*Work required*: Copy each of the following items verbatim, omitting the pictures.

begin Exercise materials

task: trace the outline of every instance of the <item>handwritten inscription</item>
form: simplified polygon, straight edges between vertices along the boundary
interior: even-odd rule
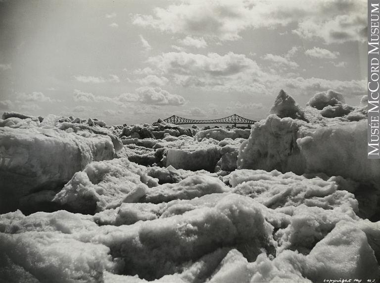
[[[327,283],[345,283],[346,282],[350,282],[351,283],[361,283],[362,282],[363,282],[363,283],[365,282],[368,283],[374,283],[376,281],[376,279],[368,279],[367,281],[363,281],[361,279],[340,279],[338,280],[336,279],[325,279],[323,282],[326,282]]]

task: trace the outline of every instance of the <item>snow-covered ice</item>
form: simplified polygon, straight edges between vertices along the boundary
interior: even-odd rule
[[[282,90],[248,130],[5,113],[0,281],[378,280],[366,101]]]

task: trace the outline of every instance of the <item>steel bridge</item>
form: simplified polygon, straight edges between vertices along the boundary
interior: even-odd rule
[[[237,124],[247,124],[249,126],[249,125],[254,124],[257,121],[244,118],[236,114],[234,114],[234,115],[231,115],[228,117],[215,119],[214,120],[192,120],[173,115],[169,118],[164,119],[163,120],[165,122],[176,125],[184,125],[186,124],[234,124],[235,127],[236,127]],[[153,123],[153,125],[157,126],[158,125],[158,122],[155,122]]]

end Exercise materials

*Solution to this exercise*:
task: trace the outline of every instance of the <item>handwritten inscription</item>
form: simplified polygon, straight edges between vertices along the boundary
interior: even-odd rule
[[[327,283],[345,283],[346,282],[350,282],[351,283],[361,283],[362,282],[363,282],[363,283],[365,282],[368,283],[374,283],[376,281],[376,279],[368,279],[367,281],[363,281],[361,279],[340,279],[338,280],[336,279],[325,279],[323,282],[326,282]]]

task: trace the outline of every instance of the <item>snow-covered ice</item>
form: simplified polygon, straight edges between vertices along the boundary
interior: even-odd rule
[[[282,90],[248,130],[5,113],[0,281],[378,280],[366,101]]]

task: trace the outline of every instance of the <item>steel bridge</item>
form: simplified polygon, straight edges between vertices along the boundary
interior: even-odd rule
[[[237,124],[247,124],[249,126],[249,125],[254,124],[257,121],[244,118],[236,114],[234,114],[234,115],[231,115],[228,117],[215,119],[214,120],[192,120],[173,115],[169,118],[164,119],[163,120],[165,122],[176,125],[184,125],[186,124],[234,124],[235,127],[236,127]],[[153,123],[153,125],[157,126],[158,125],[158,122],[155,122]]]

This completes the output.